Would you repeat the entries beneath, with nothing changed?

── LISTED ENTRIES ──

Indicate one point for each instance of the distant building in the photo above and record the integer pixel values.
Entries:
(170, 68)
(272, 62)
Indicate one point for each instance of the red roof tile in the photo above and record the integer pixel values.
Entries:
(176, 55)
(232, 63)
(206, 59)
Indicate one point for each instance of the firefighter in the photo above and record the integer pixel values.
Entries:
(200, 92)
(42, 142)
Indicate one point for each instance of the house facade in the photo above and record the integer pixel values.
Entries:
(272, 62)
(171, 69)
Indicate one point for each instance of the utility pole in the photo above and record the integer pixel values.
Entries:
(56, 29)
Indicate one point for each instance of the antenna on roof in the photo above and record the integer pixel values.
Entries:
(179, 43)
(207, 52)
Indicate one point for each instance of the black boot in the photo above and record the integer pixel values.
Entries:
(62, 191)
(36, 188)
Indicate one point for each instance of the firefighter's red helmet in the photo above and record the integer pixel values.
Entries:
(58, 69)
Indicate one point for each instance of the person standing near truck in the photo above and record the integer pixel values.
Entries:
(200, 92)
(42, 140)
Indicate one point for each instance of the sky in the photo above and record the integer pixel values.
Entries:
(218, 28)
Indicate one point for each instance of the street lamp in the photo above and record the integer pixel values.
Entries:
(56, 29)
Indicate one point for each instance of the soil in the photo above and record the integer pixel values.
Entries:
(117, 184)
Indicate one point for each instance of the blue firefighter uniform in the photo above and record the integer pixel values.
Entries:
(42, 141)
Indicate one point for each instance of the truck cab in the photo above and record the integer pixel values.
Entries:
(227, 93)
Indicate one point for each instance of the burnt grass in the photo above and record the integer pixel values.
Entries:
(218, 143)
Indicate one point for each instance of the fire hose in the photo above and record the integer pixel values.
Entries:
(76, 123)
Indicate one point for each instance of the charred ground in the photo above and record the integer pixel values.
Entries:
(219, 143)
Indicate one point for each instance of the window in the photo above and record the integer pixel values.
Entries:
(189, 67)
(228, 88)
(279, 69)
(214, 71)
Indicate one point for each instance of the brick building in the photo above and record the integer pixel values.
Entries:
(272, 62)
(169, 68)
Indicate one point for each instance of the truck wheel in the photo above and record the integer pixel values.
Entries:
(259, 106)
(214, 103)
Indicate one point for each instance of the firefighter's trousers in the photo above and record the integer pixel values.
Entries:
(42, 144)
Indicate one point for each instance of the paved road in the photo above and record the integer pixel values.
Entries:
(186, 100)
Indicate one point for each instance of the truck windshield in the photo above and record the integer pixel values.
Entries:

───

*SOLUTION TO THIS TASK*:
Indicate one point for each instance of the distant building in the photo above and record the integer pixel values.
Entries:
(170, 68)
(272, 62)
Indicate one point for each instance of the red roof tile in the photo above and record the integer pixel values.
Entries:
(176, 55)
(232, 63)
(206, 59)
Indicate one point for each instance of the firefighter in the photo above and record the integer pixel values.
Entries:
(200, 92)
(42, 142)
Indicate one point for each instance of the house facade in the photo above and record the integer pixel values.
Entries:
(272, 62)
(171, 69)
Indicate one point for each instance of the utility pole in the photo above and record the integer pixel values.
Entries:
(56, 29)
Indicate one point for each instance of the antenna on roof in the photo above and record the integer pixel values.
Entries:
(179, 43)
(207, 52)
Indicate one point for each instance of the black boot in the photo above and record the integer pixel values.
Entries:
(62, 191)
(36, 188)
Indicate one point for each instance of the firefighter's red helmet in the photo above and record the integer pixel values.
Entries:
(58, 69)
Indicate one point for each instance of the person standing near truck in the photo above and record the integer pixel values.
Entries:
(200, 92)
(42, 140)
Indicate one point for each instance of the sky in the photo above and record the integer pixel values.
Entries:
(218, 28)
Indicate one point for each instance of the street lamp in the photo above and record the integer pixel values.
Entries:
(56, 29)
Indicate one point for each instance of the soil in the photo above and record the integer pixel values.
Entries:
(117, 184)
Indicate one point for each instance of the blue firefighter uniform in the photo above and record the integer pixel values.
Entries:
(42, 141)
Indicate one point for each instance of the truck cab in the photo above and record the integer pixel values.
Entries:
(227, 93)
Indicate one point for each instance of the burnt grass in the photo above and record the integer pixel values.
Entries:
(218, 143)
Indicate one point for each instance of the fire hose in the photo above and record the integer pixel values.
Entries:
(76, 123)
Indicate one point for each instance of the charred ground in the photo above and record the integer pixel values.
Entries:
(219, 143)
Indicate one point for each instance of the window in the photo above and record the integer pixel values.
Entries:
(189, 67)
(228, 88)
(279, 69)
(214, 71)
Indicate one point for each instance of the brick building in the photo above and record the integer pixel values.
Entries:
(272, 62)
(169, 68)
Indicate one point for each instance of the truck wheel in the photo above and record the integer pixel values.
Entries:
(259, 106)
(214, 103)
Indicate one point for each instance of the firefighter's trousers in the photo above and record the integer pixel values.
Entries:
(42, 144)
Indicate one point for each instance of the paved road in the photo above and record the integer pixel values.
Entries:
(186, 100)
Indicate one point for each instance of the truck windshield in the photo above and record the integer pixel values.
Entries:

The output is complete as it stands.